The news hit Seattle like a punch to its civic solar plexus. A giant corporation was dumping it for another city. Community plans and individual hopes were crushed, and some wondered if Seattle had a future at all.

This message of doom was not Boeing's March 21, 2001, announcement that it would depart its corporate nest of 85 years, but a terse telegram from executives of the Northern Pacific Railroad to Seattle founder Arthur Denny. It arrived on July 14, 1873, and read simply, "We have located the terminus on Commencement Bay."

These eight words burst Seattle's first economic bubble. They meant that all the goods, people, and wealth anticipated from development of the nation's second transcontinental railroad, linking the Great Lakes with Puget Sound, would flow to Tacoma, then barely a village, not to its larger neighbor to the north.

Seattle felt used, abused, and betrayed. The town had treated NP surveyors and executives like visiting royalty over the previous three years, and chipped in to fund a generous inducement (bribe is such a harsh word) of cash, bonds, and land totaling more than $700,000. Seattle was already the Territory's third largest city with more than a thousand souls, and the odds seem so biased in its favor that speculation had sent local land prices soaring.

A Lesson in Economics 101

Only later did Seattle learn that while it was feting Northern Pacific agents, they were quietly buying up most of Tacoma's future downtown and harbor. Seattle's business establishment really had no right to be shocked by this lesson in applied capitalism. After all, Henry Yesler (Seattle's mayor at the time of the NP decision) had manipulated a bidding war among Puget Sound settlements for the privilege of hosting his saw mill. He chose Seattle in 1852 not out of sentiment but because its pioneers, including Arthur Denny, offered him the most land and benefits.

Our city's first economic bust also set the stage for its first comeback. If the Northern Pacific would not build Seattle a railroad, Seattle would just have to build its own. So, on May 1, 1874, hundreds of citizens of all classes literally rolled up their sleeves and headed out to Steele's Landing on the Duwamish River to start laying tracks. Thus was born the legend of an indefatigable "Seattle Spirit." The Seattle & Walla Walla Railroad never got close to its second namesake, but it did reach the new mines around Renton and established a thriving enterprise for coal exports to California. Future Northern Pacific chief Henry Villard was so impressed he bought the whole caboodle for $1 million in 1880.
= = = =
## GIVEN INSTRUCTION 1:
Repeat the section of the Seattle railroad passage starting with "The news hit" and going on through "future at all.", word for word.
## GIVEN INSTRUCTION 2:
According to the Seattle railroad passage, on what date did the Northern Pacific telegram reach Arthur Denny?
## GIVEN INSTRUCTION 3:
Resume the Seattle railroad passage after its last sentence and carry it forward.
The rows that come next have no connection to the Seattle railroad passage.
= = = =
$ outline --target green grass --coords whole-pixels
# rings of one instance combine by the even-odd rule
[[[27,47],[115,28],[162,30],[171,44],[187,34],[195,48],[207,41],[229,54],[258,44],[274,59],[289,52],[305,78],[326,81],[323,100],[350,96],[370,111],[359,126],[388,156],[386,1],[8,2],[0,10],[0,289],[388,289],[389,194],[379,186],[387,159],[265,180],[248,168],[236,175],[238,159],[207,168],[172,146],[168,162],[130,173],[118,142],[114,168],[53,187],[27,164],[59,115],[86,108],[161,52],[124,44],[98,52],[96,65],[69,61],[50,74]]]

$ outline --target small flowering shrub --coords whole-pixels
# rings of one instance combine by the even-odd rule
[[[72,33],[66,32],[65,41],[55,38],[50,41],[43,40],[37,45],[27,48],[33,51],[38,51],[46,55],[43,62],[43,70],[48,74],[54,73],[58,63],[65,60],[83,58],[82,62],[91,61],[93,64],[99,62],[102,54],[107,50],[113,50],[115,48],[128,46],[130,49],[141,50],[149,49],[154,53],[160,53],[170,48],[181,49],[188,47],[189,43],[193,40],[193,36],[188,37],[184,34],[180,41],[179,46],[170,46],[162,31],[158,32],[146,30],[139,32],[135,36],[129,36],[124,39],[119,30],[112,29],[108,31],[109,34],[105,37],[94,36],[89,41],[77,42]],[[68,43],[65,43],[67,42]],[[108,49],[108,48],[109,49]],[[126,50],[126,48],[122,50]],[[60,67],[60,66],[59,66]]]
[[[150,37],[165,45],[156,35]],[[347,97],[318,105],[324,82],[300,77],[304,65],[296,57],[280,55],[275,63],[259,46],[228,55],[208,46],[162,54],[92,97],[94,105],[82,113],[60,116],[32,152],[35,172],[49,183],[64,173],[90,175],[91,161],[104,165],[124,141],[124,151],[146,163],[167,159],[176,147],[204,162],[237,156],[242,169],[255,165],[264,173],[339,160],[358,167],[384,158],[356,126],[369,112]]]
= = = =
## ANSWER 1:
The news hit Seattle like a punch to its civic solar plexus. A giant corporation was dumping it for another city. Community plans and individual hopes were crushed, and some wondered if Seattle had a future at all.

## ANSWER 2:
July 14, 1873

## ANSWER 3:
By then, Seattle had shaken off its brief depression following the NP's selection of Tacoma. Indeed, work on the railroad had stalled, along with development of the self-styled "City of Destiny." Seattle's population, on the other hand, had tripled to more than 3,500 people and it boasted a vigorous local economy. Seattle was big enough even to forgive the Northern Pacific's slight, and greeted the Henry Villard with a lavish celebration when he visited in 1883 and announced construction of a spur between Tacoma and Seattle.

"The Boomingest Place on the Earth"

Seattle gained its coveted transcontinental link a year later, but the spur offered only fitful service under Villard's successors. Seattle rallied again to build a new line, the Seattle Lake Shore & Eastern, now the route of a trail named for its organizers Thomas Burke and Daniel Gilman. Again, Seattle prospered in the face of adversity -- growing by nearly 40,000 residents during the 1880s.

Not even the Great Fire of June 6, 1889, could slow the city, labeled "the boomingest place on the earth." It enticed Great Northern Railway magnate James J. Hill to locate his Western terminus in Seattle, but the line's completion in 1893 coincided with a the onset of a national depression.

Triggered by dwindling federal gold reserves and a stock market crash that idled 20 percent of the national workforce, the so-called Panic of '93 hit Seattle especially hard. It was only rescued by the arrival on July 17, 1897, of the steamship Portland bearing "more than a ton of solid gold" from the icy banks of the Yukon River.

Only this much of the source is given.